╭─ Extrait du texte

En revanche, "nous demanderons au gouvernement d'exonérer les taxes pour le transport des matériaux sur Makatea, parce que ce sont des produits qui vont être installés sur l'île et qui la fera développer."

"En contrepartie, ils vont utiliser l'île de Makatea comme publicité. Ça sera un projet pilote et ils vont pouvoir faire de la publicité sur Makatea avec leurs produits, et ce sera bien pour le tourisme aussi. Donc, ils vont utiliser cette image de Makatea pour proposer leurs produits au reste du monde, et nous, nous aurons de la publicité gratuite."

L'objectif de cette organisation est de faire de Makatea "un musée des produits innovants pour le développement durable". Mais cela se fera uniquement si les propriétaires de Makatea sont d'accord. "On ne fera rien sans leur aval", tient à préciser Roti Make.

"Et dans le principe de l'équilibrismus, c'est le peuple qui a son mot à dire. Le gouvernement ne va pas dire oui on le fait, alors que le peuple ne veut pas parce que pour lui ce n'est pas bon", poursuit l'écologiste.

Autre point à ne pas négliger, la mise en place d'une université sur l'île. "Pour former les jeunes. Ce projet d'université sera relié avec l'université d'Europe et du monde. Ce sera pour faire des recherches, surtout qu'il y a des espèces endémiques et faire une université dans des endroits comme celui-là, ça permettra d'apprendre non seulement l'écologie, mais aussi à construire l'écologie. Ce sera une université où on fera de la théorie, mais aussi de la pratique. Et là, les jeunes pas forcément des bacheliers, pourront être formés sur des choses bien précises qu'ils pourront maitriser, comme les énergies renouvelables, la médecine traditionnelle… comme on le fait déjà à Berkley."

╰─
╭─ Données affichées

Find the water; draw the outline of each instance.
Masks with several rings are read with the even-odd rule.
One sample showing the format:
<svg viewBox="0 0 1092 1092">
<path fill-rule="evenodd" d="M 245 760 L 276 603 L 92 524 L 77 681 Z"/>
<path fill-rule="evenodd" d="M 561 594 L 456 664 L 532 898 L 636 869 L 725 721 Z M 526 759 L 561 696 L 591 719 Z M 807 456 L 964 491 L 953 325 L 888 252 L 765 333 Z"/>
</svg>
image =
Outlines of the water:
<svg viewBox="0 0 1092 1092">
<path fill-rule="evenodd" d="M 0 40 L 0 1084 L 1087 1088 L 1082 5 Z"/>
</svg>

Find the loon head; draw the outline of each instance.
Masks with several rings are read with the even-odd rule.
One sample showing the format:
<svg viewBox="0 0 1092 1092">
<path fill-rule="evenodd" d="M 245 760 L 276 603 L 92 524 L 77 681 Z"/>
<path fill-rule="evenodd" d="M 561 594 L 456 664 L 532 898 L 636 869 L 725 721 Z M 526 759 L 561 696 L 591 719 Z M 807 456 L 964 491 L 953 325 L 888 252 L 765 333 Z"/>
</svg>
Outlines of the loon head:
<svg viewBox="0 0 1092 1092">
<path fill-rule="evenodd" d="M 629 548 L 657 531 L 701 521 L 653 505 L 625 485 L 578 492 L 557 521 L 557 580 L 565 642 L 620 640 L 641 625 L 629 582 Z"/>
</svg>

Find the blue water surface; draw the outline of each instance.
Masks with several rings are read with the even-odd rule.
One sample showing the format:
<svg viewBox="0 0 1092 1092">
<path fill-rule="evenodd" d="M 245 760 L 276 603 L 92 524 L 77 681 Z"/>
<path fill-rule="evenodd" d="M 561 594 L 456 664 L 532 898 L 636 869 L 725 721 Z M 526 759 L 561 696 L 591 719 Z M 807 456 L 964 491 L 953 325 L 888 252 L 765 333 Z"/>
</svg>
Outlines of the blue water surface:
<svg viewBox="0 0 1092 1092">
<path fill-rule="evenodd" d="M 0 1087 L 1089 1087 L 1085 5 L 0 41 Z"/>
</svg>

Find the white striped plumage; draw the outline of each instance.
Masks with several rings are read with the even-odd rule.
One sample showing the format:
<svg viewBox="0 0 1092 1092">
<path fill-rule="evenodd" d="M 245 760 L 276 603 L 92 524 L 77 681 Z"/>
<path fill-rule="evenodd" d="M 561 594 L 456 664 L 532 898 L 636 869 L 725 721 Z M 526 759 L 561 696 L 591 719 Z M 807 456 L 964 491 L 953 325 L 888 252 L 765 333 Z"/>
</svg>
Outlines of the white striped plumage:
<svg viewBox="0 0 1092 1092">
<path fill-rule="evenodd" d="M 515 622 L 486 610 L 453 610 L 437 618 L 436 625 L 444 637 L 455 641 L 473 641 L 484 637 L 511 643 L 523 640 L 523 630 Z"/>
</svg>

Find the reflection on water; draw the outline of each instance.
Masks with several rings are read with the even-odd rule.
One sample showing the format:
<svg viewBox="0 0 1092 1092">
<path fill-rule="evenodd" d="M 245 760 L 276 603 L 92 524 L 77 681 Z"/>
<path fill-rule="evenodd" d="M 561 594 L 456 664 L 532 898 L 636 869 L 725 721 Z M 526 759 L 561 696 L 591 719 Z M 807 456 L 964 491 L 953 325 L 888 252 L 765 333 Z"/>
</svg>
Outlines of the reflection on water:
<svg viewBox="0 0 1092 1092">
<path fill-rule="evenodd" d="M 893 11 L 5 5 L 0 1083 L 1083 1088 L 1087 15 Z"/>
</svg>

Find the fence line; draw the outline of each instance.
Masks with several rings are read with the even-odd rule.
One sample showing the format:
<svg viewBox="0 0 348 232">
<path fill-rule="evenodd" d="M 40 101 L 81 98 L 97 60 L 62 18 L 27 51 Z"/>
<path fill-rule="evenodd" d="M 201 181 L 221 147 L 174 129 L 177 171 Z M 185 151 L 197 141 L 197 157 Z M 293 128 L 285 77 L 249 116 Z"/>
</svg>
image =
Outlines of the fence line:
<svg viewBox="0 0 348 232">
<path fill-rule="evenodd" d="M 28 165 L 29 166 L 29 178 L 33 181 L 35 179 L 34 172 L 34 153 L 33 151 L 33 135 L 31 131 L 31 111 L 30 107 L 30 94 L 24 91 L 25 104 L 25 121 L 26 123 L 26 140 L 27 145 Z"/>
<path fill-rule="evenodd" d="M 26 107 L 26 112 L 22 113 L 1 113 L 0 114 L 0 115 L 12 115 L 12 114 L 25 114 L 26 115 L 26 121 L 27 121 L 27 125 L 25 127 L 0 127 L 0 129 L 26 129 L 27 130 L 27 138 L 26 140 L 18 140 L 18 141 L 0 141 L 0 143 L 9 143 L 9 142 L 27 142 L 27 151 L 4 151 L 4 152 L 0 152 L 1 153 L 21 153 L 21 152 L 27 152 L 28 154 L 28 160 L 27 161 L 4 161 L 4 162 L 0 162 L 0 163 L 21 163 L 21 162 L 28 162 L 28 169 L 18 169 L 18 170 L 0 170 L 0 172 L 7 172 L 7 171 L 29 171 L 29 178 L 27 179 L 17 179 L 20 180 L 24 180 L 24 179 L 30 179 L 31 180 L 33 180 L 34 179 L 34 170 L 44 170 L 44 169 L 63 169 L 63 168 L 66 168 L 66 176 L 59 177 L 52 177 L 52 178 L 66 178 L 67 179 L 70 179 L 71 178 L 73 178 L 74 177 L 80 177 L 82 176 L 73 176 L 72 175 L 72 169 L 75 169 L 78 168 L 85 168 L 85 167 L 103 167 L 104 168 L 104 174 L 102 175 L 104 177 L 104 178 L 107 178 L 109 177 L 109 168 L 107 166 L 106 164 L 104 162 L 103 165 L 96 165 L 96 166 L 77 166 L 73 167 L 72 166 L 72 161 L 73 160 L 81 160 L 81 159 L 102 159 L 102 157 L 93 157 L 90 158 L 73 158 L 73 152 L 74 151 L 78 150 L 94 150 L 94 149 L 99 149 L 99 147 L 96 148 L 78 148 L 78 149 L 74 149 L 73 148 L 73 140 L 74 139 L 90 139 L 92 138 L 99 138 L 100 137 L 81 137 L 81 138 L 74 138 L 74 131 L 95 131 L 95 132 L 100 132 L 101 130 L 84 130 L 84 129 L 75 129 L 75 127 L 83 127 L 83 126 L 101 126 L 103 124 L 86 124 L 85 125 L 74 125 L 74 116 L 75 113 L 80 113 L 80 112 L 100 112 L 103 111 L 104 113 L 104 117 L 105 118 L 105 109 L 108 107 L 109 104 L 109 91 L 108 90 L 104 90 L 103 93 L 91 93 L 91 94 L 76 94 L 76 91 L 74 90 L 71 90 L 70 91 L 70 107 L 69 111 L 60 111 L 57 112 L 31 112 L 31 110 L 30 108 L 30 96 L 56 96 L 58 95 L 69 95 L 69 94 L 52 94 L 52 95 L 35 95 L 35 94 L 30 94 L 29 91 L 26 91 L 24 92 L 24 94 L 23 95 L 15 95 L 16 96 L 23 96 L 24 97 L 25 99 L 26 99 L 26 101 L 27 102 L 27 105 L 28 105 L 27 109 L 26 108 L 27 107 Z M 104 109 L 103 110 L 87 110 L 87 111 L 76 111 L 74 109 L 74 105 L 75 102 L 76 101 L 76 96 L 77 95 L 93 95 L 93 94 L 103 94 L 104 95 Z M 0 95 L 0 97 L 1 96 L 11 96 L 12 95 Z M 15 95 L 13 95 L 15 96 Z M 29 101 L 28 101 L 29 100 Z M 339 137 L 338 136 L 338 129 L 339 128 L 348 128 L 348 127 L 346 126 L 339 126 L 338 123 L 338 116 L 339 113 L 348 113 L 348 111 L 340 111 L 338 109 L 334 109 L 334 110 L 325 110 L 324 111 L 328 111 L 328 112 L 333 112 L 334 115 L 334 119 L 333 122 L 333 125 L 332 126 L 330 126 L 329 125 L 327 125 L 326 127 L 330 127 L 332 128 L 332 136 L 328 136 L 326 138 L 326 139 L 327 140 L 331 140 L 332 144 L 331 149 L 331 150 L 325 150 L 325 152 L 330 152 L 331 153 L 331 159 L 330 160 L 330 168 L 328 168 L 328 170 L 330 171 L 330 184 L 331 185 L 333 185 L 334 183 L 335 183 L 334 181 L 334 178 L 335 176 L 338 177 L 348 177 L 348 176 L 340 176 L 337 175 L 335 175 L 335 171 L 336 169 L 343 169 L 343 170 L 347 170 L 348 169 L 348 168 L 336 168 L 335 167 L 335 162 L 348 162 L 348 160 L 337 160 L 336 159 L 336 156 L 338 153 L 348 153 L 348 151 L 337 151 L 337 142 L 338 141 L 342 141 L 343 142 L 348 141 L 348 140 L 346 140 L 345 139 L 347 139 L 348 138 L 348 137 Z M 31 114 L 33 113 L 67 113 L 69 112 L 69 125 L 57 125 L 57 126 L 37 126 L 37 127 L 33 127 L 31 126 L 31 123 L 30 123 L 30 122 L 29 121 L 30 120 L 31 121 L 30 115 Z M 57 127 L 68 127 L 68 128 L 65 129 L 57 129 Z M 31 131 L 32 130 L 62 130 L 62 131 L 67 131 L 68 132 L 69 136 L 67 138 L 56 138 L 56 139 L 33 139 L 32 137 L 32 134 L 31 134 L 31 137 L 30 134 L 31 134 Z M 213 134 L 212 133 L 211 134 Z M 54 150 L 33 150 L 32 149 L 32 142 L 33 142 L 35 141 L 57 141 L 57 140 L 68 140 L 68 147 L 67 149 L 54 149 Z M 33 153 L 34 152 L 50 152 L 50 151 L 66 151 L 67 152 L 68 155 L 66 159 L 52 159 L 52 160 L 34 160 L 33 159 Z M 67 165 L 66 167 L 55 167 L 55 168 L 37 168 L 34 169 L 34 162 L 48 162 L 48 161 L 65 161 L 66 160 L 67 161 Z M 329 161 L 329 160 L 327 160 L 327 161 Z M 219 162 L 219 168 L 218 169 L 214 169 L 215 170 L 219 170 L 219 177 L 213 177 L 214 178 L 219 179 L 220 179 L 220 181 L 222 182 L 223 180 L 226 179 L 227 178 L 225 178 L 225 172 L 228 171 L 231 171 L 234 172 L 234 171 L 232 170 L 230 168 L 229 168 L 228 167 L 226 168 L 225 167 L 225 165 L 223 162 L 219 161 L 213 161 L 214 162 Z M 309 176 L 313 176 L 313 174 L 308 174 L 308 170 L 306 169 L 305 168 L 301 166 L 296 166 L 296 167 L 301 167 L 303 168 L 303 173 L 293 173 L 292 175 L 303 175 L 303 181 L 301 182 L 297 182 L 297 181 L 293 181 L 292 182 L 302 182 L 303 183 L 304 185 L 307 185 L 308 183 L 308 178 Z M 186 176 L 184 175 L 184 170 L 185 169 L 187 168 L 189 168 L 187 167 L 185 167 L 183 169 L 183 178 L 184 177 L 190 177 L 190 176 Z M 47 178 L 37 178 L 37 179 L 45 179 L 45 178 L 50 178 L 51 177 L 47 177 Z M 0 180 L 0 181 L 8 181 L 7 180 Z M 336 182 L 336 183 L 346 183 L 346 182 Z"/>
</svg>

╰─

Énoncé écrit A: Reproduisez intégralement le texte sur Makatea, sans rien y changer.
Énoncé écrit B: Relevez chaque ligne des enregistrements qui contient la chaîne "fence", en la recopiant telle quelle.
Les enregistrements n'ont aucun lien avec le texte sur Makatea.

Solution du problème A:
En revanche, "nous demanderons au gouvernement d'exonérer les taxes pour le transport des matériaux sur Makatea, parce que ce sont des produits qui vont être installés sur l'île et qui la fera développer."

"En contrepartie, ils vont utiliser l'île de Makatea comme publicité. Ça sera un projet pilote et ils vont pouvoir faire de la publicité sur Makatea avec leurs produits, et ce sera bien pour le tourisme aussi. Donc, ils vont utiliser cette image de Makatea pour proposer leurs produits au reste du monde, et nous, nous aurons de la publicité gratuite."

L'objectif de cette organisation est de faire de Makatea "un musée des produits innovants pour le développement durable". Mais cela se fera uniquement si les propriétaires de Makatea sont d'accord. "On ne fera rien sans leur aval", tient à préciser Roti Make.

"Et dans le principe de l'équilibrismus, c'est le peuple qui a son mot à dire. Le gouvernement ne va pas dire oui on le fait, alors que le peuple ne veut pas parce que pour lui ce n'est pas bon", poursuit l'écologiste.

Autre point à ne pas négliger, la mise en place d'une université sur l'île. "Pour former les jeunes. Ce projet d'université sera relié avec l'université d'Europe et du monde. Ce sera pour faire des recherches, surtout qu'il y a des espèces endémiques et faire une université dans des endroits comme celui-là, ça permettra d'apprendre non seulement l'écologie, mais aussi à construire l'écologie. Ce sera une université où on fera de la théorie, mais aussi de la pratique. Et là, les jeunes pas forcément des bacheliers, pourront être formés sur des choses bien précises qu'ils pourront maitriser, comme les énergies renouvelables, la médecine traditionnelle… comme on le fait déjà à Berkley."

Solution du problème B:
Find the fence line; draw the outline of each instance.
Outlines of the fence line:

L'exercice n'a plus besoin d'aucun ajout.